Task to carry out: Rewrite the entries below, changing "trace" to "draw" and keeping every other word as it stands.
···
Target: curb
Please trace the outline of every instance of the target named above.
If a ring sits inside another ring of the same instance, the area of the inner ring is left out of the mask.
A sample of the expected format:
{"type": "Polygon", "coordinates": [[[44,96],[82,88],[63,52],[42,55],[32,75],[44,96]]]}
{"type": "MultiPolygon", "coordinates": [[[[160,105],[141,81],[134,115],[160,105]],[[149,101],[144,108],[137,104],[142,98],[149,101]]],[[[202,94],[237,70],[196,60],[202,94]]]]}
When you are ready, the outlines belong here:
···
Exercise result:
Target: curb
Please draw the outline of every instance of the target named above.
If a ring sits inside another ring of the same instance, the area of the inner ring is left out of the mask.
A sample of the expected format:
{"type": "Polygon", "coordinates": [[[44,96],[82,88],[63,52],[42,55],[32,75],[44,96]]]}
{"type": "MultiPolygon", "coordinates": [[[[160,105],[141,81],[134,115],[160,105]],[[149,101],[144,108],[137,104],[142,98],[149,101]]],[[[202,94],[237,70],[196,60],[202,94]]]]}
When you are ready, the outlines belong here:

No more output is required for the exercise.